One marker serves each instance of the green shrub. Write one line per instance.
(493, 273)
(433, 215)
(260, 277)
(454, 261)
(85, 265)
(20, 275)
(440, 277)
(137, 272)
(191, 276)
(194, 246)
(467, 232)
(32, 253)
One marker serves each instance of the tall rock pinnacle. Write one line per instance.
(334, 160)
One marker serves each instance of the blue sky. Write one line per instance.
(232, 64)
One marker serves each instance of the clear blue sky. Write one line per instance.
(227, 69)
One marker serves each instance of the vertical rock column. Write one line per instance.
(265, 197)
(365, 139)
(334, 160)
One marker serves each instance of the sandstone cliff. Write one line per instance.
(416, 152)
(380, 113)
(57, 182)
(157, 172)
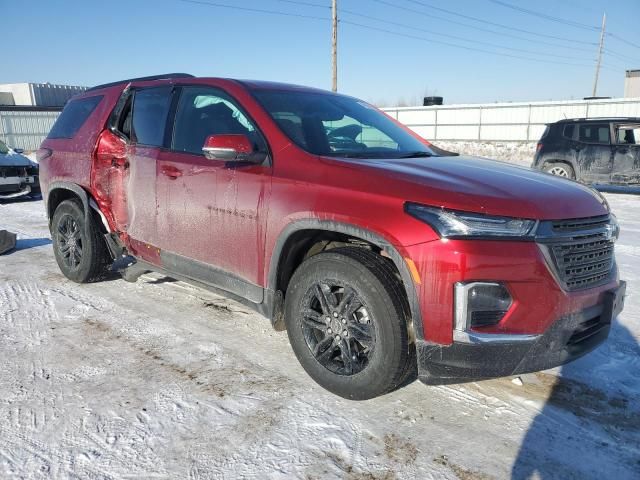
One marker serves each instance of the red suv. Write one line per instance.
(380, 255)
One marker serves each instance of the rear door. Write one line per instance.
(595, 152)
(626, 157)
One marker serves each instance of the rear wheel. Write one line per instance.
(79, 249)
(560, 169)
(347, 323)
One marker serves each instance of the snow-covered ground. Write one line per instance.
(520, 153)
(161, 380)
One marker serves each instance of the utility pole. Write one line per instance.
(595, 82)
(334, 45)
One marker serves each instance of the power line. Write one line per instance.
(562, 21)
(620, 39)
(455, 37)
(477, 19)
(463, 47)
(369, 27)
(306, 4)
(624, 58)
(255, 10)
(545, 16)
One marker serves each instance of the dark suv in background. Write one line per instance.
(593, 150)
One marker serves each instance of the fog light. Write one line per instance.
(480, 304)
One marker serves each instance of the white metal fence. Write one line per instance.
(502, 122)
(492, 122)
(25, 128)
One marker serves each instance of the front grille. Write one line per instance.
(581, 251)
(577, 224)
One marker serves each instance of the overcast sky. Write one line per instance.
(389, 50)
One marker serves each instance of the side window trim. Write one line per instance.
(215, 90)
(116, 119)
(134, 90)
(616, 132)
(591, 125)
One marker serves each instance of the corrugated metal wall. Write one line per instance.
(25, 128)
(48, 95)
(482, 122)
(519, 122)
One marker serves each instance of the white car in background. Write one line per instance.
(18, 174)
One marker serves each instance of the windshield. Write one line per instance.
(338, 126)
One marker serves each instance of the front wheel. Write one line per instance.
(347, 323)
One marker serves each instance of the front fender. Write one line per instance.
(375, 238)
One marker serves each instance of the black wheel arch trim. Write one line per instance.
(87, 200)
(354, 231)
(80, 192)
(566, 161)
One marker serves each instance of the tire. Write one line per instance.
(81, 252)
(560, 169)
(355, 291)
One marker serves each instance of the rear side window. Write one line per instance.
(150, 110)
(595, 133)
(73, 116)
(568, 131)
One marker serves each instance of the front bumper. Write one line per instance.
(567, 339)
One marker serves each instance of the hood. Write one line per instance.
(13, 159)
(492, 187)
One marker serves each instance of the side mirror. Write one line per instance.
(228, 148)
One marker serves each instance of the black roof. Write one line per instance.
(164, 76)
(600, 119)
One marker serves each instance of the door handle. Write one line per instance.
(171, 172)
(120, 162)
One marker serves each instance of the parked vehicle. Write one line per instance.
(319, 211)
(18, 174)
(592, 150)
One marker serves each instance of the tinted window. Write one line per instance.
(568, 130)
(73, 116)
(150, 110)
(628, 134)
(336, 125)
(204, 111)
(594, 133)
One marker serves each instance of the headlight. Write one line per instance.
(452, 223)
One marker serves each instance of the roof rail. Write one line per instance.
(164, 76)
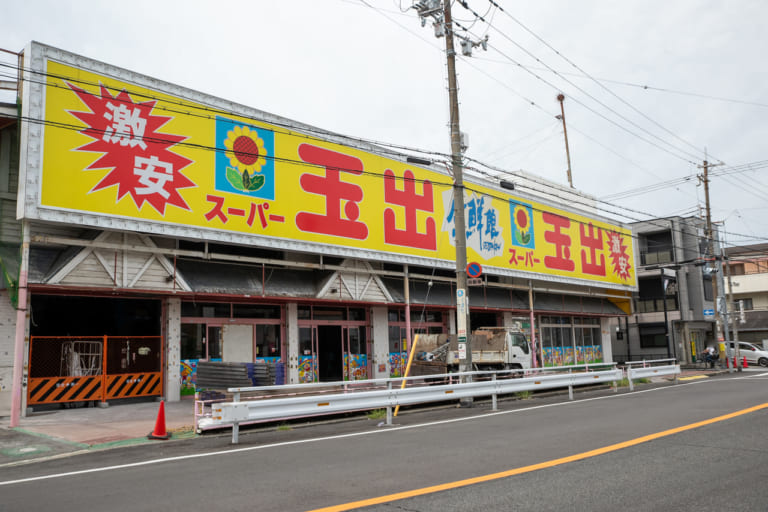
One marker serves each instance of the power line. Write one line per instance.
(290, 132)
(529, 53)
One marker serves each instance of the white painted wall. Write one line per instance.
(605, 339)
(237, 343)
(173, 350)
(7, 340)
(380, 334)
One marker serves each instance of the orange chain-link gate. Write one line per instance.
(83, 368)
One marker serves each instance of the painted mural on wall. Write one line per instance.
(397, 364)
(355, 366)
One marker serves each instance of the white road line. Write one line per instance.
(340, 436)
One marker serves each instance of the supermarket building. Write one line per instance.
(146, 227)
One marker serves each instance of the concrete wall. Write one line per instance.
(380, 334)
(173, 349)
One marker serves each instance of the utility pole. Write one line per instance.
(718, 268)
(462, 293)
(560, 98)
(443, 25)
(739, 364)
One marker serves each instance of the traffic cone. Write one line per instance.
(160, 432)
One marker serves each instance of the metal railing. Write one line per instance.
(651, 368)
(372, 394)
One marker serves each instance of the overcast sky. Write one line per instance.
(650, 85)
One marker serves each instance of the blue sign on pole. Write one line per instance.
(474, 270)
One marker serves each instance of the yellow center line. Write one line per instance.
(533, 467)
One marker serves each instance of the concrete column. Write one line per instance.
(173, 349)
(380, 334)
(605, 339)
(292, 343)
(7, 337)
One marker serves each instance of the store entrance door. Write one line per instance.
(330, 353)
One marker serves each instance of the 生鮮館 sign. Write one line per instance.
(118, 150)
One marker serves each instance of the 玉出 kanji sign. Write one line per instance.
(115, 146)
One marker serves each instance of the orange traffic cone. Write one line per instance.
(160, 432)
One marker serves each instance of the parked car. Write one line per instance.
(753, 353)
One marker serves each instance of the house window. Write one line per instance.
(652, 336)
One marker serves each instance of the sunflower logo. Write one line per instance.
(522, 224)
(247, 155)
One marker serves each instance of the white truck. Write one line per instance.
(493, 348)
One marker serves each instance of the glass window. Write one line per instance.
(214, 342)
(255, 311)
(357, 340)
(192, 341)
(305, 341)
(652, 336)
(267, 340)
(321, 313)
(396, 338)
(395, 315)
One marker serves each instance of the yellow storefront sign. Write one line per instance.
(113, 148)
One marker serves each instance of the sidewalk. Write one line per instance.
(60, 432)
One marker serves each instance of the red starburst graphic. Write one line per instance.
(619, 256)
(138, 157)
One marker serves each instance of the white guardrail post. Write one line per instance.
(494, 405)
(648, 370)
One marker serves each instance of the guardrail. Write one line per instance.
(387, 396)
(651, 368)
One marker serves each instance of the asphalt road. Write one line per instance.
(604, 451)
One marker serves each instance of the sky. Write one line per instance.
(652, 88)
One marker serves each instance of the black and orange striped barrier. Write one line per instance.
(93, 368)
(50, 390)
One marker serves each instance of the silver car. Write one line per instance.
(753, 353)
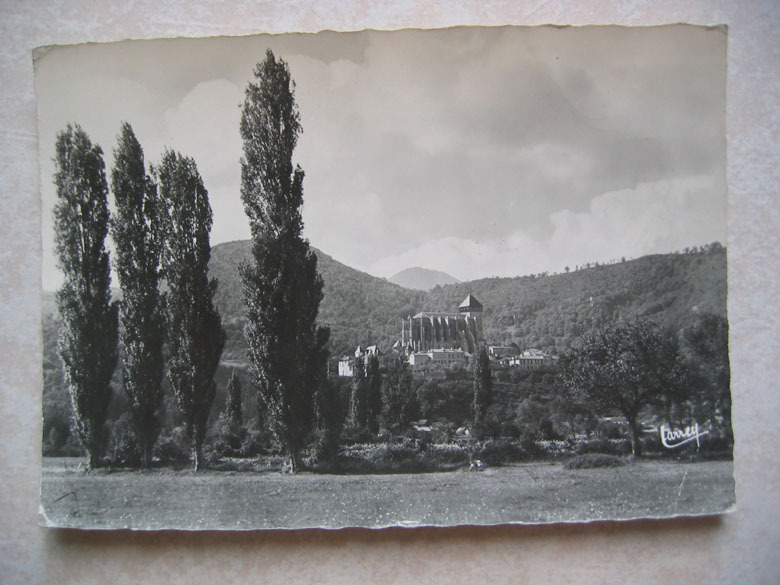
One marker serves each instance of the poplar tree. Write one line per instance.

» **REQUIRED WORK**: All entries above are to be set down word for word, and the pictures are to be left out.

» **EXERCISE SOLUTION**:
One marker serves each instance of the green shrub. Write one line per instance.
(493, 273)
(433, 215)
(260, 277)
(454, 261)
(85, 265)
(20, 275)
(440, 277)
(137, 272)
(191, 276)
(194, 246)
(467, 232)
(32, 253)
One marker serves each instance of the tall rock pinnacle. Write one line per instance.
(334, 160)
One marker serves each instance of the blue sky. Write one line per instance.
(232, 64)
One marker serves each instance of the clear blue sky. Write one line per instance.
(227, 69)
One marker serves each instance of the vertical rock column. Write one line per instance.
(265, 197)
(365, 139)
(334, 160)
One marker serves each instance of the sandstone cliff. Write one line per instance.
(416, 152)
(380, 113)
(57, 182)
(157, 172)
One marker serves each instance of the red suv. Write one line per instance.
(380, 255)
One marker serves each instance of the rear door. Write one line per instance.
(595, 152)
(626, 157)
One marker serves each instance of the rear wheel. Write one line per instance.
(79, 249)
(560, 169)
(347, 323)
One marker serves each instance of the snow-covered ground. Write one line per instance.
(520, 153)
(161, 380)
One marker serves each instance of the utility pole. Write one line per instance.
(595, 82)
(334, 45)
One marker serves each instance of the power line. Write one line per instance.
(562, 21)
(620, 39)
(455, 37)
(477, 19)
(463, 47)
(369, 27)
(306, 4)
(624, 58)
(255, 10)
(545, 16)
One marker serves each instance of the dark suv in background. Write one line per instance.
(593, 150)
One marker serves each instance of the fog light. Write one line per instance.
(480, 304)
One marker serves each instance of the white metal fence. Write one line per instance.
(502, 122)
(492, 122)
(25, 128)
One marker serves each instance of the front grille. Write one line per instance.
(581, 251)
(577, 224)
One marker serves each instance of the overcast sky. Write one line per instance.
(389, 50)
One marker serves each instance of the side window trim. Write one line per instance.
(215, 90)
(116, 119)
(134, 90)
(616, 132)
(591, 125)
One marker serves each instance of the corrugated metal wall. Write one line per instance.
(25, 128)
(48, 95)
(482, 122)
(519, 122)
One marker serves each instance of the white car in background. Write one line per instance.
(18, 174)
One marker serves each instance of the windshield. Write one line per instance.
(338, 126)
One marker serves each instance of the front wheel. Write one line per instance.
(347, 323)
One marker serves each instance of the front fender. Write one line per instance.
(375, 238)
One marker serves each instance of the black wheel arch trim. Write one line per instance.
(87, 200)
(354, 231)
(80, 192)
(566, 161)
One marker serves each instance of the tire. Write one line per instance.
(81, 252)
(560, 169)
(355, 291)
One marker serves each instance of the rear side window. Write one line per instance.
(150, 110)
(595, 133)
(73, 116)
(568, 131)
One marker serves each instance of the front bumper. Write one line per instance.
(567, 339)
One marker serves each instance of the hood. Write one line per instance.
(13, 159)
(492, 187)
One marker serves each instance of the side mirror. Write one line per instance.
(228, 148)
One marker serves each instance of the black roof. Write one line per instance.
(164, 76)
(600, 119)
One marker serves each instance of the door handle. Write one line per instance.
(171, 172)
(120, 162)
One marker serves each instance of the parked vehicle. Write one line per instance.
(319, 211)
(18, 174)
(592, 150)
One marker serves each instance of the tinted window. Write one line per instance.
(568, 130)
(73, 116)
(150, 110)
(628, 134)
(336, 125)
(204, 111)
(594, 133)
One marker serves each instance of the headlight. Write one line per instance.
(452, 223)
One marker serves each instance of the roof rail. Write one line per instance.
(164, 76)
One marker serves each instance of the power line. Write one line per instance.
(290, 132)
(529, 53)
One marker serves each instance of the white painted wall. Write one line per instance.
(605, 339)
(237, 343)
(173, 350)
(7, 340)
(380, 334)
One marker serves each instance of the orange chain-link gate. Write one line per instance.
(83, 368)
One marker serves each instance of the painted mural on wall. Write one line per instance.
(397, 364)
(355, 366)
One marker serves each instance of the white road line. Write one line per instance.
(340, 436)
One marker serves each instance of the supermarket building. Write one line per instance.
(146, 227)
One marker serves each instance of the concrete wall. Write one line per instance.
(380, 334)
(173, 349)
One marker serves each instance of the utility pole. Write one line per instance.
(718, 268)
(462, 293)
(560, 98)
(443, 25)
(739, 364)
One marker serves each instance of the traffic cone. Write one line per instance.
(160, 432)
One marker serves each instance of the metal railing. Write one line per instance.
(651, 368)
(372, 394)
One marker serves each instance of the overcast sky. Write one line per instance.
(650, 85)
One marker serves each instance of the blue sign on pole. Write one line per instance.
(474, 270)
One marker serves each instance of the yellow center line. Write one line per instance.
(533, 467)
One marker serves each instance of the concrete column. Write one line per instance.
(173, 349)
(380, 334)
(605, 339)
(292, 343)
(7, 337)
One marker serves each instance of the store entrance door. Write one line per instance.
(330, 353)
One marker serves each instance of the 生鮮館 sign. Write one line per instance.
(118, 150)
One marker serves each instance of the 玉出 kanji sign. Write one line per instance.
(115, 146)
One marker serves each instance of the orange traffic cone. Write one line per instance.
(160, 432)
One marker serves each instance of the parked car. Write one line per instance.
(753, 353)
One marker serves each instance of the house window. Write one line per instance.
(652, 336)
One marker serves each instance of the sunflower logo. Write one line per instance.
(522, 224)
(247, 155)
One marker serves each instance of the white truck. Write one line per instance.
(493, 348)
One marker serves each instance of the glass window. Write one line per instance.
(214, 342)
(255, 311)
(357, 340)
(192, 341)
(305, 341)
(652, 336)
(267, 340)
(321, 313)
(396, 338)
(395, 315)
One marker serves each instance of the yellow storefront sign. Write one line per instance.
(113, 148)
One marker serves each instance of the sidewalk. Write one line per instance.
(60, 432)
One marker serves each instance of the red starburst graphic. Write one line per instance.
(619, 256)
(138, 157)
One marker serves each instance of the white guardrail post. Write one line per instance.
(494, 405)
(648, 370)
One marker serves each instance of the guardrail. Write one line per instance.
(387, 396)
(651, 368)
One marker serves each instance of the asphalt road. Write one line per instance.
(604, 451)
One marker serves each instance of the sky. Write one line per instance.
(652, 88)
One marker serves each instance of the black and orange striped barrier. Write one line per instance.
(93, 368)
(50, 390)
One marker serves each instance of the silver car. Write one line per instance.
(753, 353)
One marker serves each instance of the poplar tree. Write one line per instance.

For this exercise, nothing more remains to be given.